• [Instructions for the task]:
Copy the lines below with "lemon wedge" replaced by "lime slice", leaving everything else unchanged.

• [Detection examples]:

──────────

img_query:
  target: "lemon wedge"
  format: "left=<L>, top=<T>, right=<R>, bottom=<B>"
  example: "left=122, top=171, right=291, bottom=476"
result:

──────────

• [Written reply]:
img_query:
  target: "lime slice"
  format: "left=<L>, top=<T>, right=<R>, bottom=<B>"
  example: "left=122, top=171, right=291, bottom=476"
result:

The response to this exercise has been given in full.